-------- Reading text --------
I cannot say how, despite about two decades of bi-annual trips to Door County, I had managed to escape an experience which so many consider absolutely essential to every visit here. Yet neither can I say that, prior to this summer, I ever minded much. After I had returned from several walks in Peninsula State Park, American Folklore Theatre always inspired more apprehension than attraction in me. But this year an ad for the AFT classic Guys on Ice, along with the guarantees of my grandparents, reeled me in, and pretty soon this little theater in the woods had won me over – hook, line, and sinker.

What first hooked me in was simply the atmosphere of the place. Upon our arrival, as we crossed the grassy lot amid a chorus of slamming car doors and joined the merging streams of playgoers at the far end, my dad struck up a conversation with a family of AFT pros. When we confessed that this was our first time, they kindly gave us some advice and encouragement before we parted ways at the ticket booths. On route to the theater gate, we passed by stands selling candy and popcorn. Christmas crooners played over the speakers, warming us up for the winter-set show, and a friendly usher pointed out a prime spot, where we hunkered down. All around us, good old Midwestern geniality filled the air—folks chattered and bantered, exchanged introductions and shared jokes. Everyone there seemed thoroughly prepared for a delightful evening.

Next, the humor and pace of the production continued to pull me along the line. Even though the cast for most of the musical consisted of only two men, the show never lost its momentum. It was sprinkled with a copious supply of fish tales, fishing jokes, and fishy figures of speech, not to mention the dozen or so songs that graced the stage with their catchy tunes and clever lyrics. These included “Ode to the Snowmobile Suit,” which features an interlude of choreographed zippering, as well as “De Ice Fishing King” and “Fish is the Miracle Food,” involving impersonations of Elvis Presley and Jesus respectively. The third and final character, Ernie the Moocher, provided his audience with more than a few laughs, and his fellow ice-fishers with those bits of news from shore which drive on the plot. All this, and the fact that the play was just an hour and a half long, kept me engaged and enjoying myself throughout the whole show.

I have since discovered that these are typical virtues of AFT productions. All their plays are less than two hours in length and run without intermissions, and all of them, no matter how serious, have funny moments. Jeff Herbst, artistic director at the theater and Lloyd in Guys on Ice tells me, “It is unbelievably a good thing in this world to be able to make people laugh. . .I think people are enriched by laughter, especially by their own.” According to Herbst, comedies, whether slapstick or witty, “fulfill a real fundamental need in people, to find that release of their better self, who can sort of rise above whatever tragic circumstances they might find themselves in.”
--------
Written exercise A — Reproduce, word for word, everything in the passage about American Folklore Theatre from "I cannot say" down to "line, and sinker.".
Written exercise B — According to the passage about American Folklore Theatre, which character does Jeff Herbst play in Guys on Ice?
Written exercise C — Carry the passage about American Folklore Theatre further, picking up after its final sentence.
-------- Dataset --------
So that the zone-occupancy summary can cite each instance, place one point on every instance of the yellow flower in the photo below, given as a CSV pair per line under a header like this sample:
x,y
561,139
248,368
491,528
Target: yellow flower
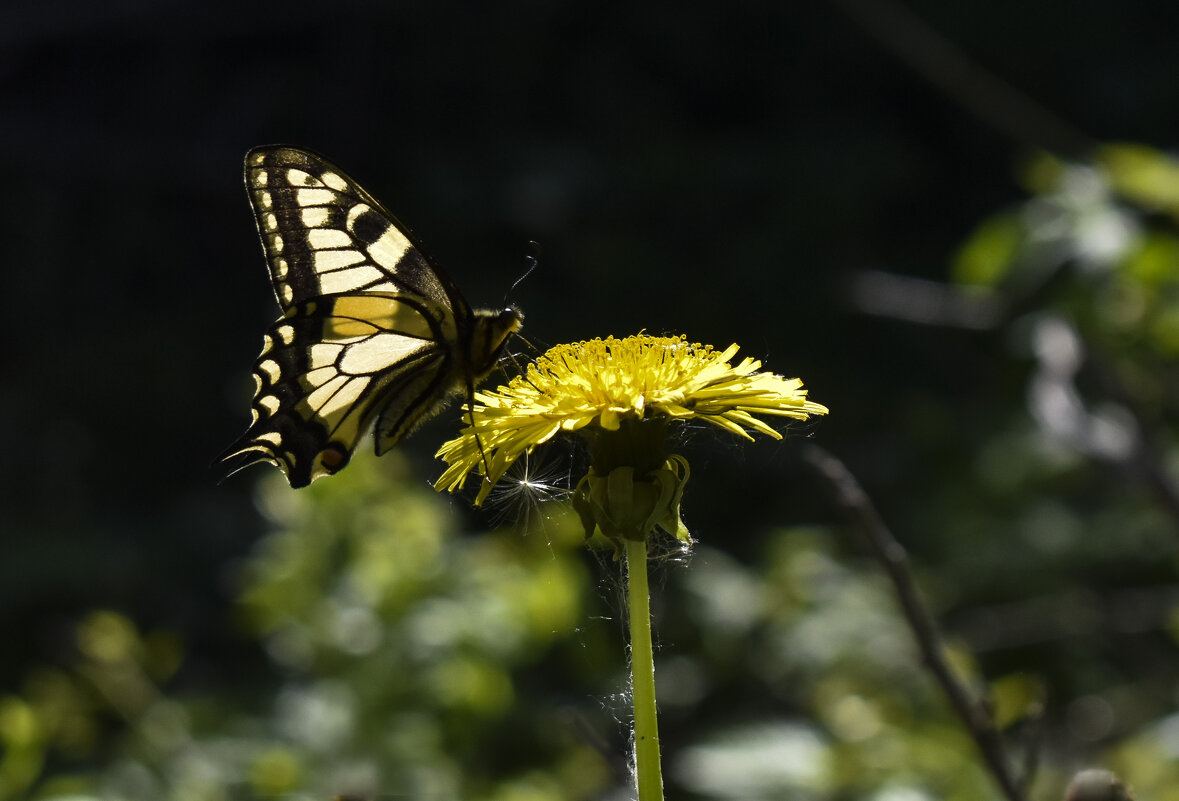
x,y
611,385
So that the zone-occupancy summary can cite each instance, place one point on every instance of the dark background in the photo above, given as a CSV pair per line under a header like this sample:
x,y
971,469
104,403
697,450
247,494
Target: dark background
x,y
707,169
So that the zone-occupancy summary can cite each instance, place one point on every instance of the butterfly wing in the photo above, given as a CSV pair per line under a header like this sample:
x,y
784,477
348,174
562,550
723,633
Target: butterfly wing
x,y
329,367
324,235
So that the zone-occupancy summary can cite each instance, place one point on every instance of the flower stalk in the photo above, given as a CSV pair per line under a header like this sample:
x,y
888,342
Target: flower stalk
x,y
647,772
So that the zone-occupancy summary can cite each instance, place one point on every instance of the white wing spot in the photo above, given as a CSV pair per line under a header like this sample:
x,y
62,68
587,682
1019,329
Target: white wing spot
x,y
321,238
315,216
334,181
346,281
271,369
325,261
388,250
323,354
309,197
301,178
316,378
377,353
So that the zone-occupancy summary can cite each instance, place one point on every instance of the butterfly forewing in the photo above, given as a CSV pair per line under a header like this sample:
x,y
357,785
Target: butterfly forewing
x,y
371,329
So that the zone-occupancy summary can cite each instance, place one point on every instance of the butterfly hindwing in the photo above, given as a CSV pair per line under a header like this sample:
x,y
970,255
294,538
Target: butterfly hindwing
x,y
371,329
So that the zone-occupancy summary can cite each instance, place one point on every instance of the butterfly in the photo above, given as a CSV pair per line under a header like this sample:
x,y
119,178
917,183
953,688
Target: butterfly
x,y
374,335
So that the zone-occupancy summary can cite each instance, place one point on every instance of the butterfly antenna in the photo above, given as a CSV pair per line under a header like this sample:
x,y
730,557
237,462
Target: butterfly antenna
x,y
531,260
--------
Exercise response A —
I cannot say how, despite about two decades of bi-annual trips to Door County, I had managed to escape an experience which so many consider absolutely essential to every visit here. Yet neither can I say that, prior to this summer, I ever minded much. After I had returned from several walks in Peninsula State Park, American Folklore Theatre always inspired more apprehension than attraction in me. But this year an ad for the AFT classic Guys on Ice, along with the guarantees of my grandparents, reeled me in, and pretty soon this little theater in the woods had won me over – hook, line, and sinker.

Exercise response B — He plays Lloyd.

Exercise response C —
Finally, after the atmosphere of the theater and the production’s pace and humor, for me it was the story’s heart which sunk the deal. Without ever sacrificing its buoyant spirit or turning corny, Guys on Ice manages to incorporate the all-important human themes of love and death. It also astutely portrays the companionship between those men on the ice, past and present. Near the beginning, Lloyd sings about how when he was a boy, his father and uncles “never said a word” to him “any other where,” but out there in the shanty, “dey had tings to share,” and now, he clearly has a true friend in Marvin. Herbst appreciates offering some substance beneath the silliness: “We’ve always wanted to do stuff that can be both funny and touching, if at all possible,” he explains. “If you can get in both in, then I think you’re really doing your job well.”

Ultimately, the play succeeds because the men up there on stage, while they have times of caricature, reveal themselves by the play’s end to be real people, in fact, our very neighbors. I overheard several comments from audience members, both during and after the performance, who recognized themselves or their loved ones in Marvin and Lloyd.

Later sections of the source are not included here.